━━━━━ Record extracts ━━━━━

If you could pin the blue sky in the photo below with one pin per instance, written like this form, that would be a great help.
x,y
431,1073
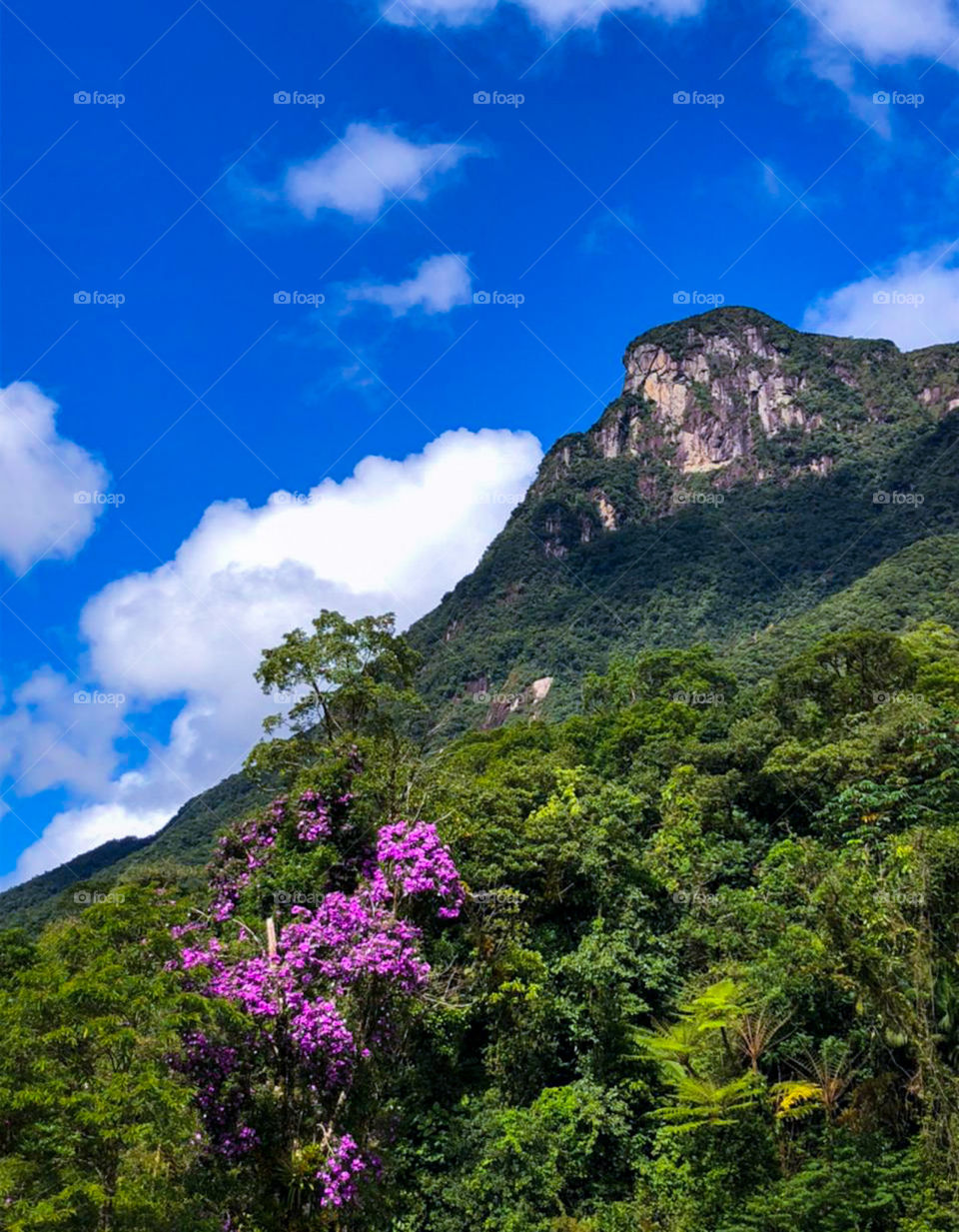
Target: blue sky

━━━━━
━━━━━ Record extracts ━━━━━

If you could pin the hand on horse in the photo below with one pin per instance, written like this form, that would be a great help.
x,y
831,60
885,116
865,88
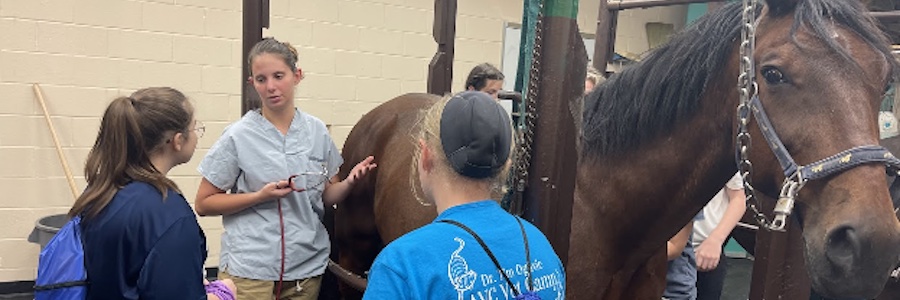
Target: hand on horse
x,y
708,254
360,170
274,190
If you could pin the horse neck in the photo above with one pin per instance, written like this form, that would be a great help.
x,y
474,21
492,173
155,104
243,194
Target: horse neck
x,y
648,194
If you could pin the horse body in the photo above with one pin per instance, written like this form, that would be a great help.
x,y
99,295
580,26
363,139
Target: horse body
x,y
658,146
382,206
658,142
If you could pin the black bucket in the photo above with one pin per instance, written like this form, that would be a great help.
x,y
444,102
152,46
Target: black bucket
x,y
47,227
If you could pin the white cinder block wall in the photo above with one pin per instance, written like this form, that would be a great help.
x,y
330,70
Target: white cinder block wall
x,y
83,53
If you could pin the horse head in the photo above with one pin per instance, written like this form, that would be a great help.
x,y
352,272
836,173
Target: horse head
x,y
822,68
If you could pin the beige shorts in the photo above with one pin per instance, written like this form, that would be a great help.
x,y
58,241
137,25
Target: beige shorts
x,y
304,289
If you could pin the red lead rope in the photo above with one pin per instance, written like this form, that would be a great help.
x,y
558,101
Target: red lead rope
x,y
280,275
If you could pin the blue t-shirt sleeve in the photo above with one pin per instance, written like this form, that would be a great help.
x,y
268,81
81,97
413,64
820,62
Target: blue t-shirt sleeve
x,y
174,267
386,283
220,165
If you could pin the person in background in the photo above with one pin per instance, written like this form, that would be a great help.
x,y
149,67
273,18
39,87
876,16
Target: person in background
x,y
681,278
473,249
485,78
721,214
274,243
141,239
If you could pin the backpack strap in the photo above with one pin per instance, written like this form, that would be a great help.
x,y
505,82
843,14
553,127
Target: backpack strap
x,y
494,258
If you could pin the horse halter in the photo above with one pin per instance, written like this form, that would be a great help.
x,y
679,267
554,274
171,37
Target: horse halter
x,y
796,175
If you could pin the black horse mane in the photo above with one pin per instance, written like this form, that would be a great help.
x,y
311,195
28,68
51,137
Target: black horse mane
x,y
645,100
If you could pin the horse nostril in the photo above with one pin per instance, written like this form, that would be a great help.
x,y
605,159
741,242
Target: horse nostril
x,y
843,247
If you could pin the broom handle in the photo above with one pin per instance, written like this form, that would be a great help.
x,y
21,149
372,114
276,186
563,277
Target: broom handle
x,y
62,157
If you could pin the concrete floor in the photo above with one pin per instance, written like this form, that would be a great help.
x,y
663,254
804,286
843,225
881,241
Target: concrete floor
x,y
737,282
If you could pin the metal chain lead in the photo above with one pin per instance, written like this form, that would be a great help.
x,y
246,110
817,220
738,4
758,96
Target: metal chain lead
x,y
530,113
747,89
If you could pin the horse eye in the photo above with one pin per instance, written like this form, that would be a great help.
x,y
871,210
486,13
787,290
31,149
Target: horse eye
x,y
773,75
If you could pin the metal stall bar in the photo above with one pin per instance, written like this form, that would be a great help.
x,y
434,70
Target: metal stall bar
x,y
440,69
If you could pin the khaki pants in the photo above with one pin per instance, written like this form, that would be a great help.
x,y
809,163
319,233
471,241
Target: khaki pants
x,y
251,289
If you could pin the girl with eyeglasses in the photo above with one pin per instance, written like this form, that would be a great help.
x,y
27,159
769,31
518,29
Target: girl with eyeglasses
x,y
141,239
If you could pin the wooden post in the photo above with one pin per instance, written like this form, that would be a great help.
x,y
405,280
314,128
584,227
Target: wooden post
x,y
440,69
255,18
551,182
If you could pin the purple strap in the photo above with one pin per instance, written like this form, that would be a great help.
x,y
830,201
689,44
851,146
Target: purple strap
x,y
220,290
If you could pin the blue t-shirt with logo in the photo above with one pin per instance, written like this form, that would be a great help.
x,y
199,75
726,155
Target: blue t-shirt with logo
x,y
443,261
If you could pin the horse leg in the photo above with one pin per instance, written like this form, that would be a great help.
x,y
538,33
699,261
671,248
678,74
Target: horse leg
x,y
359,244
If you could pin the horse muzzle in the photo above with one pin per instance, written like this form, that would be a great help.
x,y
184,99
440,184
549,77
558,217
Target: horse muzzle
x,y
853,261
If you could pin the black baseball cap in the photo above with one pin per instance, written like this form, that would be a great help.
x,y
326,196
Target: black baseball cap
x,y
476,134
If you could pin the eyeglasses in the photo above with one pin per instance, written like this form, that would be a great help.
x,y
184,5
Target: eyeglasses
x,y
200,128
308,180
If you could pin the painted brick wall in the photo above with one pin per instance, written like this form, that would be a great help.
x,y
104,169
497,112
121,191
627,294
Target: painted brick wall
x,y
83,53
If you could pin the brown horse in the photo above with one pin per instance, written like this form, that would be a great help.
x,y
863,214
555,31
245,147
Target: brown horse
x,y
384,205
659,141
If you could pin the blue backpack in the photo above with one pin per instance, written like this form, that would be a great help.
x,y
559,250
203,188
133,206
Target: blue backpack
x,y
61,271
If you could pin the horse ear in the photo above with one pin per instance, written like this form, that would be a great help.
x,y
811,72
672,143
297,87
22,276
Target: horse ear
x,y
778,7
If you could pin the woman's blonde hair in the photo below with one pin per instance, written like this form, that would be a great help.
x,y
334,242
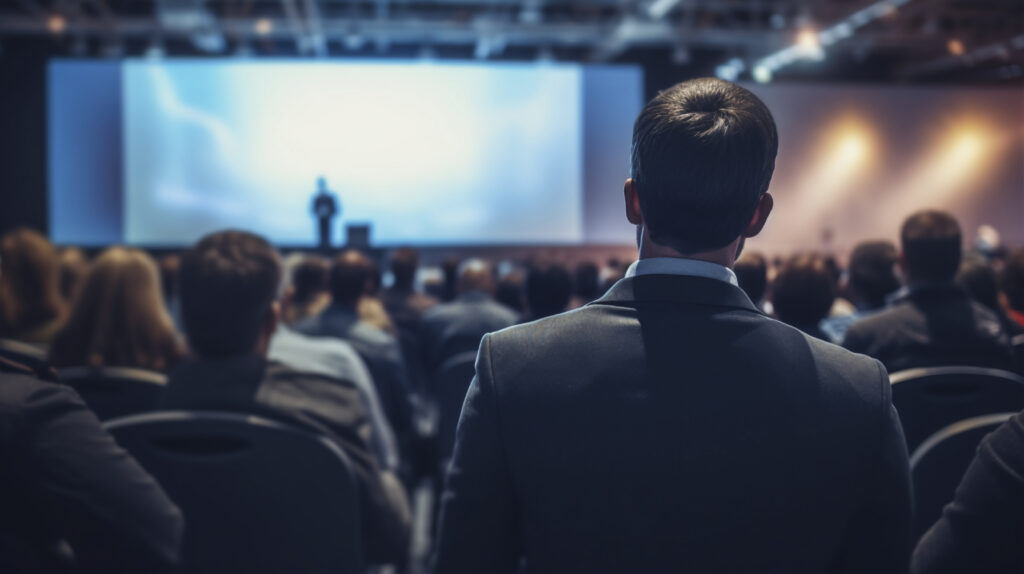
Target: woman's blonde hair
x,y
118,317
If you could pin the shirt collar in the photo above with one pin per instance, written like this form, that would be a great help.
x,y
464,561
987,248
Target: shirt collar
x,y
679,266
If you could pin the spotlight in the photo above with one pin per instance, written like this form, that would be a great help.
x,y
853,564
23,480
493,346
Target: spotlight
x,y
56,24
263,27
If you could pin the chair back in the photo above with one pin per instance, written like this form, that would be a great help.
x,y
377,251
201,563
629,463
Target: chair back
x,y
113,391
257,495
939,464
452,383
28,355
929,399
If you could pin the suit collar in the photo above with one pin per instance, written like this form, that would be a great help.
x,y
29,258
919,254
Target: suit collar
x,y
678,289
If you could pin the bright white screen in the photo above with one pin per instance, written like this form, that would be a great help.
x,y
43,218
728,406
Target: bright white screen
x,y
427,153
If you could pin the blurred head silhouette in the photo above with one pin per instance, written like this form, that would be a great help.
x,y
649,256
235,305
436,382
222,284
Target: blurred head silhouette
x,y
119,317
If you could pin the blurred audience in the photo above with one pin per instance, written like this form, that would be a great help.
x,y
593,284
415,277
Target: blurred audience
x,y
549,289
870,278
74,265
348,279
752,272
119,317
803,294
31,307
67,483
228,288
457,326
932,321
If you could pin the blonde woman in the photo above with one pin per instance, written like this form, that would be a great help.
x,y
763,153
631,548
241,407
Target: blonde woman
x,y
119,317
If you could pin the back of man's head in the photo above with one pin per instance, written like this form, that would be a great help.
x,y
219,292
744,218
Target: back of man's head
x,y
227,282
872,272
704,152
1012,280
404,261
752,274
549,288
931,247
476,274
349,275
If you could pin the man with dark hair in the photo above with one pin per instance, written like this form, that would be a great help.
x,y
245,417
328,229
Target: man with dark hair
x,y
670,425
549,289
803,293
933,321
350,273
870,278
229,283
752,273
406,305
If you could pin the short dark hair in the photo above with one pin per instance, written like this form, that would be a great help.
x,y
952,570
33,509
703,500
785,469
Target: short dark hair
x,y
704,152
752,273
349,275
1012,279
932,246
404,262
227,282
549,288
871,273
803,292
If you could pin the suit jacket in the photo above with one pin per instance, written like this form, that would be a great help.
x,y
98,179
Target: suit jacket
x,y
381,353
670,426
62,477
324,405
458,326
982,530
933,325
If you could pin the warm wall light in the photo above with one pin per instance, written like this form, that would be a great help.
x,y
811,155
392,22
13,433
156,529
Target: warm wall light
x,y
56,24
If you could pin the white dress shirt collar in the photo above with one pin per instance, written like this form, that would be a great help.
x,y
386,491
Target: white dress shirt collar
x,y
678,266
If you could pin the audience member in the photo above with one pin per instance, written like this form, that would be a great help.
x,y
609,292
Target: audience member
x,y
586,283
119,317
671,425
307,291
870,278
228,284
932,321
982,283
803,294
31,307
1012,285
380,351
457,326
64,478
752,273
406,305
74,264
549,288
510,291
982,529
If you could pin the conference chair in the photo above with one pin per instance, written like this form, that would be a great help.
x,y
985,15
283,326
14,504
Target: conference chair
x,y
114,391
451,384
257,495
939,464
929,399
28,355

━━━━━

_Given exercise_
Write out, word for word, only the data from the line containing "If you could pin the blue sky" through the line containing "Target: blue sky", including both of those lines. Leave out the picture.

_The answer_
If you could pin the blue sky in the photo below with one pin per instance, written like this form, that would be a great help.
x,y
431,1073
Target: blue sky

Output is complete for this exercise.